_Record set_
^^^^^^^^^^^^^^^^

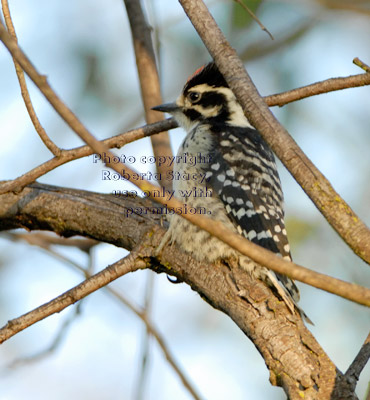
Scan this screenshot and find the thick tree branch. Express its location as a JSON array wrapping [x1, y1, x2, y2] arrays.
[[0, 184, 350, 399], [0, 18, 370, 305], [124, 0, 172, 181], [180, 0, 370, 263], [0, 184, 370, 306]]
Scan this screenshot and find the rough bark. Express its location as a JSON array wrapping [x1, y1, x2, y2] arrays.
[[0, 184, 357, 399]]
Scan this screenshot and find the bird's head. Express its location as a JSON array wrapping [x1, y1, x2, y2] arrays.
[[153, 62, 251, 132]]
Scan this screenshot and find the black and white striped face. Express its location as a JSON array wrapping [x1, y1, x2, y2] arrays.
[[175, 83, 251, 130], [154, 63, 251, 132]]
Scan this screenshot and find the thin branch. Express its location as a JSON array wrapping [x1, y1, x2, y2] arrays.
[[124, 0, 172, 182], [345, 333, 370, 390], [0, 181, 370, 306], [264, 74, 370, 107], [0, 69, 370, 194], [1, 0, 61, 156], [3, 228, 201, 400], [332, 333, 370, 399], [0, 18, 370, 306], [234, 0, 274, 40], [9, 302, 82, 368], [353, 57, 370, 73], [105, 287, 201, 400], [239, 18, 317, 62], [124, 4, 168, 394], [134, 274, 155, 400], [0, 119, 178, 194], [180, 0, 370, 264], [0, 251, 146, 344]]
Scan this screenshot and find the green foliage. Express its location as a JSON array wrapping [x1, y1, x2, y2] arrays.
[[231, 0, 262, 29]]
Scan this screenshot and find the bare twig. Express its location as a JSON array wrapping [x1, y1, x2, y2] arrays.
[[264, 74, 370, 107], [124, 0, 172, 400], [9, 302, 82, 368], [0, 251, 146, 344], [0, 181, 370, 306], [0, 119, 177, 194], [345, 333, 370, 390], [105, 287, 201, 400], [234, 0, 274, 40], [1, 0, 61, 156], [239, 18, 317, 62], [333, 333, 370, 399], [0, 18, 370, 306], [124, 0, 172, 186], [0, 69, 370, 194], [0, 228, 201, 400], [353, 57, 370, 73], [180, 0, 370, 264]]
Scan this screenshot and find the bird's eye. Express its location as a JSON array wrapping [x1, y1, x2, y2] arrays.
[[188, 92, 201, 104]]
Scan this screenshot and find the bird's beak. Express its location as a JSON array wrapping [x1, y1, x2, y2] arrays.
[[152, 103, 180, 114]]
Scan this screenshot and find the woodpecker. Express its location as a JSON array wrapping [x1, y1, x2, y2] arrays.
[[153, 62, 311, 322]]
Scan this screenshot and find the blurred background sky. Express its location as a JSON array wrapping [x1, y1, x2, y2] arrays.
[[0, 0, 370, 400]]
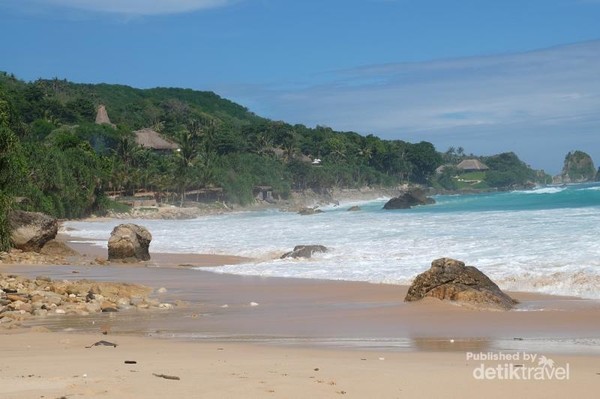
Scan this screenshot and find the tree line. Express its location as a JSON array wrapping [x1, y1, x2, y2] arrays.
[[0, 73, 548, 248]]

^^^^^^^^^^^^^^^^

_Prompt_
Scale the lines from the start through the line containing "184, 370, 306]]", inclusive, and write them out again, requests included. Multiply every box coordinate in the answers by 1.5 and round to whole numbers, with halves rounded up. Leave the pictures out.

_Task output_
Scan this screenshot and find the thick tree branch. Express its location as a JSON array wrapping [x1, y1, x2, y2] arrays.
[[0, 276, 525, 599], [0, 27, 555, 458], [186, 0, 258, 272], [270, 0, 555, 395], [0, 276, 555, 459]]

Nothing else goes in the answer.